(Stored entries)
=== Begin Enclosure ===

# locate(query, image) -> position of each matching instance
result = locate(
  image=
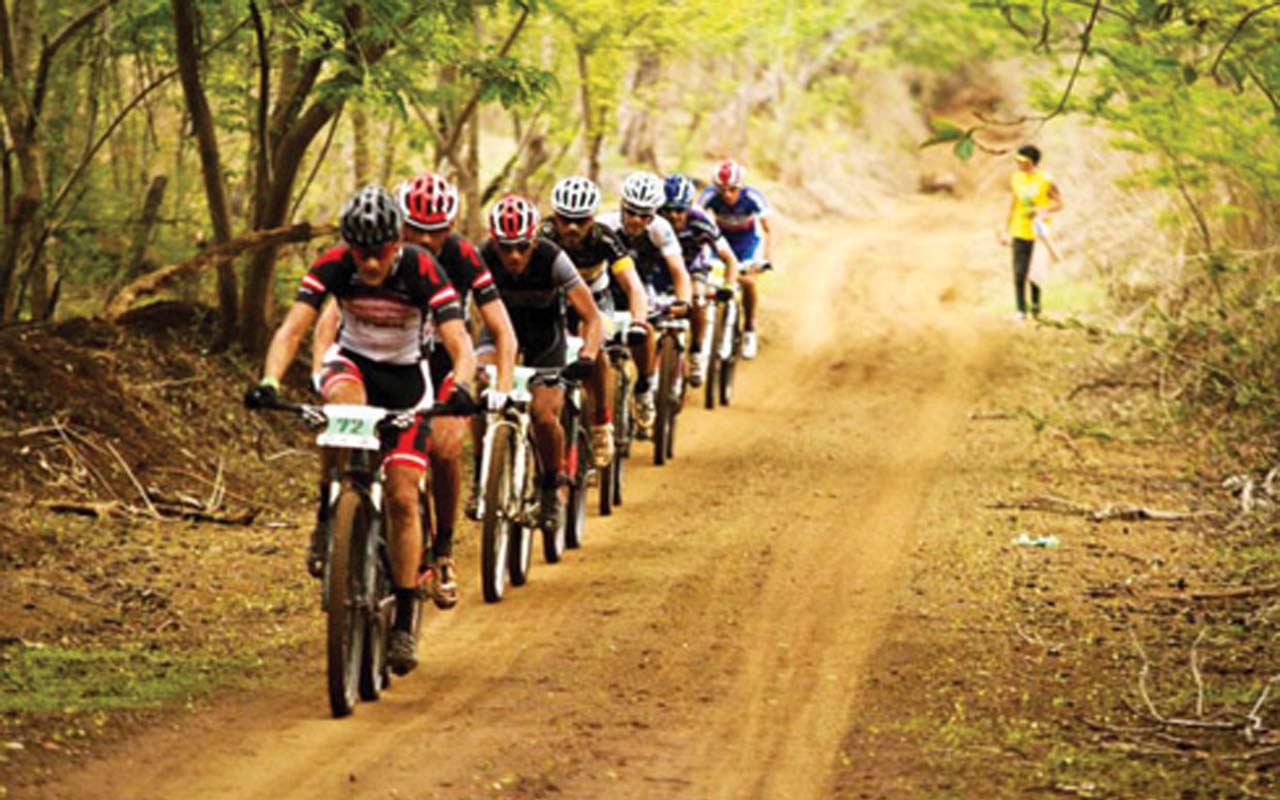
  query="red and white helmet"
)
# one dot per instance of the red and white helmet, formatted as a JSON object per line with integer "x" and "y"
{"x": 730, "y": 176}
{"x": 429, "y": 202}
{"x": 513, "y": 219}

=== End Enclosure ===

WHAT YOU SHOULD DO — Lines containing the word "image": copy every one of them from the records above.

TASK SOLUTION —
# locate(query, image) -> position of each matching instance
  image=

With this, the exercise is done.